Excerpt from a dataset:
<<<<

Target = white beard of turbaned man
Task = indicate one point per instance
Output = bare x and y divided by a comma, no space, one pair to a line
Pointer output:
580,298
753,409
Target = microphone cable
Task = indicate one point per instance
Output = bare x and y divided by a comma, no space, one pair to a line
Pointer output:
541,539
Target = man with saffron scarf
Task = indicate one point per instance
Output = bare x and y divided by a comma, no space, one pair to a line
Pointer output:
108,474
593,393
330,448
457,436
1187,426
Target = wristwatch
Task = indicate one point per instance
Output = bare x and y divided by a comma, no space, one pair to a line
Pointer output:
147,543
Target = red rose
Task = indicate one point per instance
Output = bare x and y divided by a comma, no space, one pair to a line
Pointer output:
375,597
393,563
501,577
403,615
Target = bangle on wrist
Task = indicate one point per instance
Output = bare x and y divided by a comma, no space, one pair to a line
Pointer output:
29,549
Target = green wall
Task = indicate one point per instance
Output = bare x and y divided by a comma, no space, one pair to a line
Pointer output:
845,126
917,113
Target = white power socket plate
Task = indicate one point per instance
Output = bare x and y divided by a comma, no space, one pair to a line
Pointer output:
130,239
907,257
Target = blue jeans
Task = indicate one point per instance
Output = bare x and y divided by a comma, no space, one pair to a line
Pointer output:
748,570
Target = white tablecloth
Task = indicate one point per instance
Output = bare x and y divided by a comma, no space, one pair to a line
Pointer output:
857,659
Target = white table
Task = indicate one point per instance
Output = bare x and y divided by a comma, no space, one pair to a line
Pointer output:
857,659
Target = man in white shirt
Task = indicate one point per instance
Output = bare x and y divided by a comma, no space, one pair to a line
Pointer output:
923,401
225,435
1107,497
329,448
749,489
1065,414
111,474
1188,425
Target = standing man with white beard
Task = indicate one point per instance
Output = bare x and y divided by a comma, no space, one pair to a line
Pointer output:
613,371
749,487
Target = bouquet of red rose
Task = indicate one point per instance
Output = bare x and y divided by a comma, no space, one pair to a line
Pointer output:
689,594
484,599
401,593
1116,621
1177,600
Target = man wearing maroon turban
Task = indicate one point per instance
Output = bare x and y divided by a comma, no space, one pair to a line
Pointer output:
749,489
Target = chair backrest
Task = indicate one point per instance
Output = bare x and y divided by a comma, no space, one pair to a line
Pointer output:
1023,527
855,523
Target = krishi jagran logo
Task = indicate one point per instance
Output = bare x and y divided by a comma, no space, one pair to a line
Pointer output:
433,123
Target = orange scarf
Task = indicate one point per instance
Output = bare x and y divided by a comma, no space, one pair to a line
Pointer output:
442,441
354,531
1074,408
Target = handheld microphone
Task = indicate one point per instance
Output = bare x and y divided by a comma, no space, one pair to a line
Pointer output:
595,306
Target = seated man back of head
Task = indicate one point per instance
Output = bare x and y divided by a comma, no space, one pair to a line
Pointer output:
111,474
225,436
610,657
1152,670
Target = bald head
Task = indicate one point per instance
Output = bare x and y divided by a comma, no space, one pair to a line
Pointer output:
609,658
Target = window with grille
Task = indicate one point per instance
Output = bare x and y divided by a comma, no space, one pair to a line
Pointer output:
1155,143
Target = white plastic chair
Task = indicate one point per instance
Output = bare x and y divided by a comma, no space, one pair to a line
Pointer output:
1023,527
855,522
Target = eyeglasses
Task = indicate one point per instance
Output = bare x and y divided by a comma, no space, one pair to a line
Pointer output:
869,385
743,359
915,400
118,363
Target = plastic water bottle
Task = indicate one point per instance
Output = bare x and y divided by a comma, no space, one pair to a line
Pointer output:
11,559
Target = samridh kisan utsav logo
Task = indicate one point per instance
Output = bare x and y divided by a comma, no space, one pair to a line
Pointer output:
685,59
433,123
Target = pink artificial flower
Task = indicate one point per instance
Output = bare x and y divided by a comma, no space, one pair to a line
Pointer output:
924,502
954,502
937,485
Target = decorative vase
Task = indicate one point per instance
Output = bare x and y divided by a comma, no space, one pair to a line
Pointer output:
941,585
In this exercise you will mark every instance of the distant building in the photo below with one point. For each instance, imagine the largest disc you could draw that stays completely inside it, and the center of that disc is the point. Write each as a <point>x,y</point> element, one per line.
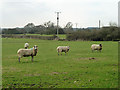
<point>119,14</point>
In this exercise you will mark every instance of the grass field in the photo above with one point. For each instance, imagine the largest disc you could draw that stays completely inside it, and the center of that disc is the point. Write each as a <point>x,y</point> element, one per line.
<point>49,70</point>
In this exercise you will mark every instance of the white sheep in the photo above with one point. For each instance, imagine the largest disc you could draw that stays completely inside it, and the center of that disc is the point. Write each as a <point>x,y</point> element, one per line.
<point>97,47</point>
<point>61,49</point>
<point>26,45</point>
<point>27,52</point>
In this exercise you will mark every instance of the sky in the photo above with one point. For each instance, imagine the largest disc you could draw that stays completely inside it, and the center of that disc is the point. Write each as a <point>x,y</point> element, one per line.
<point>86,13</point>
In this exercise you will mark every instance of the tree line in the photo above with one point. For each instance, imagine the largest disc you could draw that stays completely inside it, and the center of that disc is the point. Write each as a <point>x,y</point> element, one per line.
<point>103,34</point>
<point>47,28</point>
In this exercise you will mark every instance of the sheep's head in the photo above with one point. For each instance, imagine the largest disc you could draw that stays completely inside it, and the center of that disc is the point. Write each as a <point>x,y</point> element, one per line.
<point>100,46</point>
<point>68,47</point>
<point>35,49</point>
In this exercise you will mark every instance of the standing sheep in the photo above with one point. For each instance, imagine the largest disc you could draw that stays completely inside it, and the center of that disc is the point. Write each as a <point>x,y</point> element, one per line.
<point>61,49</point>
<point>97,47</point>
<point>26,45</point>
<point>27,52</point>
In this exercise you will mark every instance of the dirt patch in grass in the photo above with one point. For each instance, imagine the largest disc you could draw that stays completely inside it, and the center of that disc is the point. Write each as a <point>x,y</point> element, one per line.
<point>56,73</point>
<point>87,58</point>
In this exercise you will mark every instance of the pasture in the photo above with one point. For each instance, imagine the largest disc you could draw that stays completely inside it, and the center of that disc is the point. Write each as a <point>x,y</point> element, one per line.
<point>48,70</point>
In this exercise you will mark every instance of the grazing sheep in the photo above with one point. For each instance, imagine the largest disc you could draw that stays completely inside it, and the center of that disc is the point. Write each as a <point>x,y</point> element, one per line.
<point>61,49</point>
<point>97,47</point>
<point>26,45</point>
<point>27,52</point>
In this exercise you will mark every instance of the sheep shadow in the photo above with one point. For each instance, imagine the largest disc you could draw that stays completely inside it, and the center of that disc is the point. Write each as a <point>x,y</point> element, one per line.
<point>23,62</point>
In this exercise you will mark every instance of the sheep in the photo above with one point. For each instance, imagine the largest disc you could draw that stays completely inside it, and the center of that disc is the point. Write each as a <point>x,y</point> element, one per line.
<point>26,45</point>
<point>97,47</point>
<point>27,52</point>
<point>61,49</point>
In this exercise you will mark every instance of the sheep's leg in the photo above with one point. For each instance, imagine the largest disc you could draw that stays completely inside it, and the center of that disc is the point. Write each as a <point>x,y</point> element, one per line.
<point>92,51</point>
<point>32,58</point>
<point>19,59</point>
<point>65,53</point>
<point>61,53</point>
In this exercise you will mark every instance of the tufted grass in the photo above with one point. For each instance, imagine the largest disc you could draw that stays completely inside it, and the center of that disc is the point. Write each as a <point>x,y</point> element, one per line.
<point>49,70</point>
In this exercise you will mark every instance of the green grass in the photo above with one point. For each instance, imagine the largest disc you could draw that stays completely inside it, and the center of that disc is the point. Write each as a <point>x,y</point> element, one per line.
<point>49,70</point>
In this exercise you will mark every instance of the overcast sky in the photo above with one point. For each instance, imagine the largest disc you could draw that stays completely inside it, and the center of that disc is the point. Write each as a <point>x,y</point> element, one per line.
<point>87,13</point>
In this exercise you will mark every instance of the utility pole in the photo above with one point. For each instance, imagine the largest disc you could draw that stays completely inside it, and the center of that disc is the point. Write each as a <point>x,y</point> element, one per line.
<point>57,22</point>
<point>76,25</point>
<point>99,24</point>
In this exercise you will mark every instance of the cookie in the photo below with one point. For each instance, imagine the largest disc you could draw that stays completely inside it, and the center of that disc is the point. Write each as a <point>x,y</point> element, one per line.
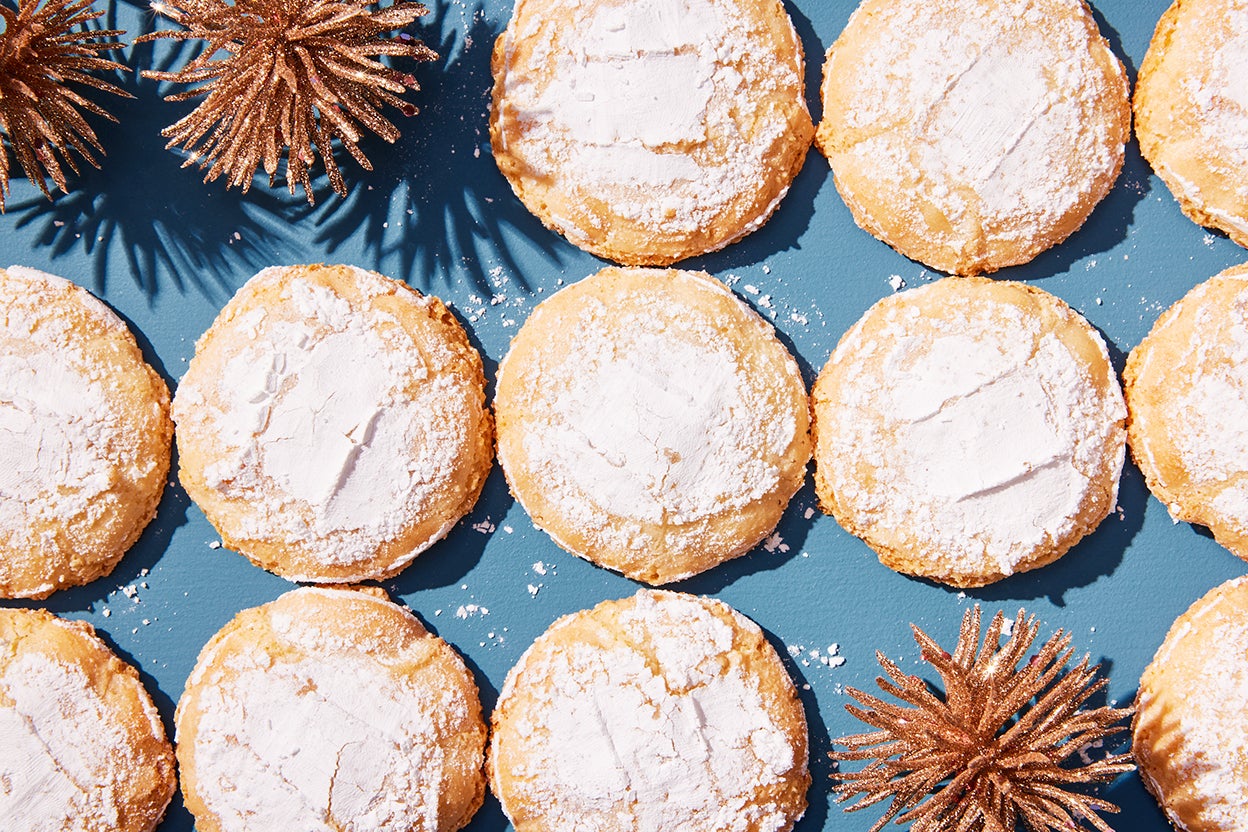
<point>84,435</point>
<point>652,423</point>
<point>649,131</point>
<point>1189,741</point>
<point>332,423</point>
<point>969,429</point>
<point>1192,111</point>
<point>1187,393</point>
<point>84,747</point>
<point>971,135</point>
<point>330,709</point>
<point>662,711</point>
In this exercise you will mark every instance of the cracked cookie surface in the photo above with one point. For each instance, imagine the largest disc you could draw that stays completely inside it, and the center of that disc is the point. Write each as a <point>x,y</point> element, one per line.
<point>662,711</point>
<point>972,135</point>
<point>84,747</point>
<point>969,429</point>
<point>1187,392</point>
<point>330,710</point>
<point>332,423</point>
<point>648,131</point>
<point>652,423</point>
<point>84,435</point>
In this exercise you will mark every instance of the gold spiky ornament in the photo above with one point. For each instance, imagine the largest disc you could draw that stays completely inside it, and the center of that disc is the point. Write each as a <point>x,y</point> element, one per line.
<point>287,77</point>
<point>1006,744</point>
<point>46,53</point>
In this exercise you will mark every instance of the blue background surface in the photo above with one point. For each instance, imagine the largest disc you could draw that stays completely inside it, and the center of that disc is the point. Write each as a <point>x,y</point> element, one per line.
<point>167,251</point>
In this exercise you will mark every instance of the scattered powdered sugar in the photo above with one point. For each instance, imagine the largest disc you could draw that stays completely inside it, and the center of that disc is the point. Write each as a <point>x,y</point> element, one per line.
<point>331,424</point>
<point>617,100</point>
<point>659,729</point>
<point>984,433</point>
<point>66,755</point>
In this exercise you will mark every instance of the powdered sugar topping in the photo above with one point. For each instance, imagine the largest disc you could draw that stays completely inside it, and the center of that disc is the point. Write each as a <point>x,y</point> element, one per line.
<point>662,730</point>
<point>331,425</point>
<point>66,755</point>
<point>1213,407</point>
<point>343,741</point>
<point>644,95</point>
<point>981,114</point>
<point>652,417</point>
<point>65,438</point>
<point>985,434</point>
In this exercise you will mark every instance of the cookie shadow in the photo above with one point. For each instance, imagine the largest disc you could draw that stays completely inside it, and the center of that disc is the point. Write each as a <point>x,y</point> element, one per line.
<point>785,543</point>
<point>434,206</point>
<point>449,560</point>
<point>1093,558</point>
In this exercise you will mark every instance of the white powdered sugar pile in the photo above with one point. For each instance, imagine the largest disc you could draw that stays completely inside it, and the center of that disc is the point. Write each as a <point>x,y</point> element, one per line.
<point>335,429</point>
<point>665,734</point>
<point>66,755</point>
<point>984,439</point>
<point>648,95</point>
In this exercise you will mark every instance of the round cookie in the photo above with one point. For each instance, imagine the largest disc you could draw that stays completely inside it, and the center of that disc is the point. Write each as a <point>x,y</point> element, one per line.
<point>1188,731</point>
<point>649,131</point>
<point>972,135</point>
<point>84,747</point>
<point>652,423</point>
<point>663,711</point>
<point>1192,110</point>
<point>332,423</point>
<point>969,429</point>
<point>84,435</point>
<point>330,709</point>
<point>1187,393</point>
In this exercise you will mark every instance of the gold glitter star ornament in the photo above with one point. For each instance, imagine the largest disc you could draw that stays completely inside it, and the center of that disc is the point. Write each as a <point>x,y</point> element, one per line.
<point>287,77</point>
<point>1005,747</point>
<point>46,55</point>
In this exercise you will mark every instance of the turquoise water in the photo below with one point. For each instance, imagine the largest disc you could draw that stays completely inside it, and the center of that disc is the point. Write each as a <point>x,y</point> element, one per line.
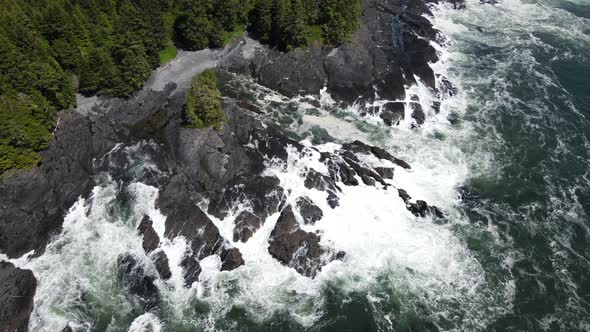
<point>525,67</point>
<point>512,174</point>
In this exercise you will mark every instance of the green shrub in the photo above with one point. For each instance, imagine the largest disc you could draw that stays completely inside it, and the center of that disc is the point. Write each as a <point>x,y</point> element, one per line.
<point>203,104</point>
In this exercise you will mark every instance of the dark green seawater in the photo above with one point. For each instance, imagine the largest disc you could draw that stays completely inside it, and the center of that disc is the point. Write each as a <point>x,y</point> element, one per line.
<point>511,170</point>
<point>525,69</point>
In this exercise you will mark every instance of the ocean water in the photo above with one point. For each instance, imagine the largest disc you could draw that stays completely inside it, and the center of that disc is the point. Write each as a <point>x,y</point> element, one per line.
<point>507,159</point>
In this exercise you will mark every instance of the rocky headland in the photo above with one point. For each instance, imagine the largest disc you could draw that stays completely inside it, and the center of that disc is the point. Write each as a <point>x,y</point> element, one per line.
<point>390,51</point>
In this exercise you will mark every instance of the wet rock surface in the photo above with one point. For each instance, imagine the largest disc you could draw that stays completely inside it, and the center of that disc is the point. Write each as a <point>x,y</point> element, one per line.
<point>17,290</point>
<point>296,248</point>
<point>226,166</point>
<point>150,241</point>
<point>390,48</point>
<point>133,275</point>
<point>308,210</point>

>>>>

*EXERCISE BRIEF*: Your task is to return, exactly and on their own, the lines from the one containing "In this exercise you will mark every instance of the rocky" through the last line of the listing.

*REPLY TO THE TASK*:
In this exercise you will mark every instance of the rocky headland in the photo above with one point. For each instance, imagine the largest disc you could draw that stays completely inside it, and the center of that disc is the point. Write each as a <point>x,y</point> element, one per line.
<point>390,51</point>
In this exercise you will mark every instance of the wet rock surface in the photo above with one point. For each instance, imagine the largest disc you could draw that stays completely inside it, and the center of that disc is the point. Write each as a <point>x,y</point> element, one per line.
<point>17,290</point>
<point>296,248</point>
<point>226,166</point>
<point>150,241</point>
<point>390,48</point>
<point>133,275</point>
<point>308,210</point>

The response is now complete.